**Action item A**. In the news report on the proposed opioid treatment facility, transcribe the passage from "Democratic Councilman Nick" up to and including "about Unison Health.".
**Action item B**. According to the news report on the proposed opioid treatment facility, which group wrote to City Council asking it to disapprove of the location?
**Action item C**. Resume the news report on the proposed opioid treatment facility, starting after its final sentence.

** Text follows **

Neighbors speaking out about proposed treatment facility location

Neighbors speaking out about proposed treatment facility location
(Source: WTOL)

TOLEDO, OH (WTOL) - A proposed location for a treatment facility addressing the opioid epidemic is receiving some backlash. Neighbors are pushing back as the location is in an area already populated with them.

This is off Jefferson Avenue, near Collingwood Boulevard in the Old West End.

"This is where the problem is, so let's put the treatment where the problem is," CEO of Unison Health Jeff DeLay said speaking on how a Sheriff's Deputy described it to him.

Unison Health leaders call this area a healthcare corridor and think patients are best served here.

The Women of the Old West End wrote a letter to City Council asking for disapproval of this location.

Democratic Councilman Nick Komives believes these complaints are legitimate, but says the need is more important.

"It is very valid what they are saying, but the important thing to remember is we are talking about people's lives," Komives said. "People are literally dying everyday as a result of not having access to a bed and that opportunity,"

Right now, Toledo City Council is considering whether or not they will go against Toledo Municipal code and allow another group home within 500 feet, two group homes are within this radius for the facility.

This needs approval along with a need for a special use permit and a zoning change.

DeLay says everyone he's spoken to says this isn't about Unison Health.

** End of Text **
** Data extracts follows **

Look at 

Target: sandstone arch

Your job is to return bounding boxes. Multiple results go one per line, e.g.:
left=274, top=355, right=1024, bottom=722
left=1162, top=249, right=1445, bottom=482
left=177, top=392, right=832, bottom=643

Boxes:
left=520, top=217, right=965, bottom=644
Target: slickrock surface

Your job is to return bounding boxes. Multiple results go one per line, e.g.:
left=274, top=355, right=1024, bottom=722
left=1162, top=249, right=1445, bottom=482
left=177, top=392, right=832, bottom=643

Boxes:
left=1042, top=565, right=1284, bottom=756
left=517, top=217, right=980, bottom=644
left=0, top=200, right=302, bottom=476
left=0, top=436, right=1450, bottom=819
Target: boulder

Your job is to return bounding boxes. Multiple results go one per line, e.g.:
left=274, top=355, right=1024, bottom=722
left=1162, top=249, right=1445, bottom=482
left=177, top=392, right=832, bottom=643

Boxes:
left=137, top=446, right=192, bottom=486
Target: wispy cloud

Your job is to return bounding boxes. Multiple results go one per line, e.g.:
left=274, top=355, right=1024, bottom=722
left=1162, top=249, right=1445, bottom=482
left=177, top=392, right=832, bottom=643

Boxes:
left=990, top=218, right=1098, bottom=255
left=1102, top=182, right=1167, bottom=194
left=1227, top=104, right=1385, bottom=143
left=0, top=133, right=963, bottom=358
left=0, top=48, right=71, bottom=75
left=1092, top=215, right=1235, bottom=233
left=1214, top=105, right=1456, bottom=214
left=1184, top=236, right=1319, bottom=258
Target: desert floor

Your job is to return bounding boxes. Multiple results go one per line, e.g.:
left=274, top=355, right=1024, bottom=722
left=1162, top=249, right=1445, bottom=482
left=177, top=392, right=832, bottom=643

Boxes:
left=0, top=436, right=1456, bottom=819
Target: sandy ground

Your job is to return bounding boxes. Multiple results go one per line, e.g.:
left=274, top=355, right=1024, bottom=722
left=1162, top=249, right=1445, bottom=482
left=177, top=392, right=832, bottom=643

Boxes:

** End of Data extracts **

**Task output A**.
Democratic Councilman Nick Komives believes these complaints are legitimate, but says the need is more important.

"It is very valid what they are saying, but the important thing to remember is we are talking about people's lives," Komives said. "People are literally dying everyday as a result of not having access to a bed and that opportunity,"

Right now, Toledo City Council is considering whether or not they will go against Toledo Municipal code and allow another group home within 500 feet, two group homes are within this radius for the facility.

This needs approval along with a need for a special use permit and a zoning change.

DeLay says everyone he's spoken to says this isn't about Unison Health.

**Task output B**. The Women of the Old West End.

**Task output C**.
"It is about other things, whether it's a zoning question, or whether it's a perception that this is going to lead to something to hurt the community," DeLay explained. "I understand the concerns that they have, but Unison has been a very good partner in the community,"

Komives says even with the concern, he has confidence in what this location could do. He believes moving forward the city needs to plan better on locations of these facilitates.

This treatment facility would have 16 beds. It would be post detox and allow residents to live and also receive treatment in the same place.

"It's really about reintegrating folks into society and once they've completed their treatment, getting them back on their feet," Komives explained. "This is a unique opportunity, it's different than what other facilities are doing in this area,"

Unison Health leaders are paying for the facility through gr ant funding from state and local groups, as well as fundraising efforts on their own.

If City Council approves the measure Tuesday, Unison Health leaders say they plan on opening the doors to patients within 90 days.